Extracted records
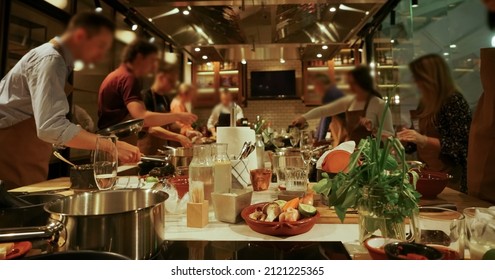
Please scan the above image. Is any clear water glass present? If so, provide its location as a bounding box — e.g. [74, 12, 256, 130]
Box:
[93, 135, 118, 190]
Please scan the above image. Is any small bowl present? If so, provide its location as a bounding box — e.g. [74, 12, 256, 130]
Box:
[416, 169, 450, 199]
[364, 237, 400, 260]
[241, 202, 320, 236]
[385, 242, 443, 260]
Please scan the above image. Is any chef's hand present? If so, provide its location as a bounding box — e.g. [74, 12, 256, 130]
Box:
[177, 135, 193, 148]
[117, 141, 141, 163]
[186, 130, 203, 139]
[292, 115, 306, 125]
[175, 113, 198, 125]
[397, 129, 428, 147]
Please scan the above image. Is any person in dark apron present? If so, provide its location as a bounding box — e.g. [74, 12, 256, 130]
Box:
[0, 13, 140, 188]
[293, 66, 394, 144]
[397, 54, 471, 192]
[207, 89, 244, 137]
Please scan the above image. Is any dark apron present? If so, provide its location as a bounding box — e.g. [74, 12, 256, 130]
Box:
[468, 48, 495, 203]
[216, 113, 231, 127]
[0, 39, 73, 188]
[138, 91, 169, 155]
[411, 114, 462, 190]
[345, 97, 373, 145]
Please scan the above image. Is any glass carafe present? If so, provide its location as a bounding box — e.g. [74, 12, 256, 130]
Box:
[212, 143, 232, 193]
[189, 145, 213, 200]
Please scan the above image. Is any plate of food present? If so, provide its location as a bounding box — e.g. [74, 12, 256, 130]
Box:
[241, 197, 320, 236]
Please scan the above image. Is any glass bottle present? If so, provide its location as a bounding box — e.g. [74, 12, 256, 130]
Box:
[189, 145, 213, 200]
[255, 134, 265, 169]
[213, 143, 232, 193]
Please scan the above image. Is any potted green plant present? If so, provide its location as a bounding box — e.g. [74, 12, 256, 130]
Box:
[313, 104, 421, 242]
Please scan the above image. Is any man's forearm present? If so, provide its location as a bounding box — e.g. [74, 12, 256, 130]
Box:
[64, 130, 111, 150]
[143, 111, 178, 127]
[148, 126, 181, 142]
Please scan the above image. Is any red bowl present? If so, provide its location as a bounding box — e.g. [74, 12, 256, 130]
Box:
[241, 202, 320, 236]
[364, 237, 400, 260]
[416, 170, 450, 199]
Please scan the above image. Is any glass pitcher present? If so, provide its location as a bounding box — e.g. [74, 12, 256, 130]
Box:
[189, 145, 213, 200]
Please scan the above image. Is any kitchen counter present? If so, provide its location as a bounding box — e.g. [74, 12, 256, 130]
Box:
[7, 177, 491, 259]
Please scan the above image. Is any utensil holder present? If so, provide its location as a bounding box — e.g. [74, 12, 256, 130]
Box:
[187, 200, 208, 228]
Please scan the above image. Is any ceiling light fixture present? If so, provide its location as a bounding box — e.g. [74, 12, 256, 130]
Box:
[95, 0, 103, 13]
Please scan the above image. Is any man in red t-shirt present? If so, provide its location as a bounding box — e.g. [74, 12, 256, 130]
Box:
[98, 40, 197, 144]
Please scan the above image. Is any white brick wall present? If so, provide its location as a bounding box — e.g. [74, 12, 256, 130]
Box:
[195, 60, 318, 128]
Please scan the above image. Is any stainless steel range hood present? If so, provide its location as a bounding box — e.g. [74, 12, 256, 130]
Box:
[124, 0, 386, 61]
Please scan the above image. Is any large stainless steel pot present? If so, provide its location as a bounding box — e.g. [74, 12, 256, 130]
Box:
[0, 190, 168, 259]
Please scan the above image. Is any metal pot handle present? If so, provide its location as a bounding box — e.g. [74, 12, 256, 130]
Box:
[0, 221, 65, 244]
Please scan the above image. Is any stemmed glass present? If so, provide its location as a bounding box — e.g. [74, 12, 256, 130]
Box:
[289, 126, 301, 147]
[93, 135, 118, 190]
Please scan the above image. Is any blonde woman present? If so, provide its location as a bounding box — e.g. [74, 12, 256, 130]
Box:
[397, 54, 471, 192]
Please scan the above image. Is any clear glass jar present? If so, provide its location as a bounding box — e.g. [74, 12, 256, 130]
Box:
[255, 134, 265, 169]
[357, 186, 418, 243]
[212, 143, 232, 193]
[189, 145, 213, 200]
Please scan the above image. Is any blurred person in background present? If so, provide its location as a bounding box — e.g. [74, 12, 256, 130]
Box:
[138, 65, 196, 155]
[98, 39, 197, 147]
[171, 83, 202, 138]
[397, 54, 471, 192]
[313, 73, 345, 146]
[292, 66, 394, 144]
[467, 0, 495, 203]
[207, 88, 244, 137]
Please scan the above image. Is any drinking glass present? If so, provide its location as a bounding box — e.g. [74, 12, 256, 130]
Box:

# Exercise details:
Extract the closing run of lines, starting with the one containing "Please scan the above image. Is any blonde" and ending at the last, exactly as written.

# Exercise result:
Please scan the above image. Is any blonde woman present? If so, provide its location as a bounding box — e.g. [74, 12, 256, 130]
Box:
[397, 54, 471, 192]
Please scan the above image. Is any clear glass jar present? If so, provide its location as a bounding box — e.g. [74, 12, 256, 130]
Box:
[255, 134, 265, 169]
[357, 186, 418, 243]
[212, 143, 232, 193]
[189, 145, 213, 200]
Please scan the above image. Is any blurred person in background present? If so, provide its location as a bounding box — e.g. [74, 12, 256, 130]
Box:
[138, 65, 196, 155]
[98, 39, 197, 147]
[171, 83, 202, 138]
[397, 54, 471, 192]
[313, 73, 345, 146]
[292, 66, 394, 144]
[467, 0, 495, 203]
[207, 88, 244, 137]
Please scan the above image. Is any drinking glass present? If so, provide its location as a bounding box — e.g. [74, 12, 256, 130]
Box:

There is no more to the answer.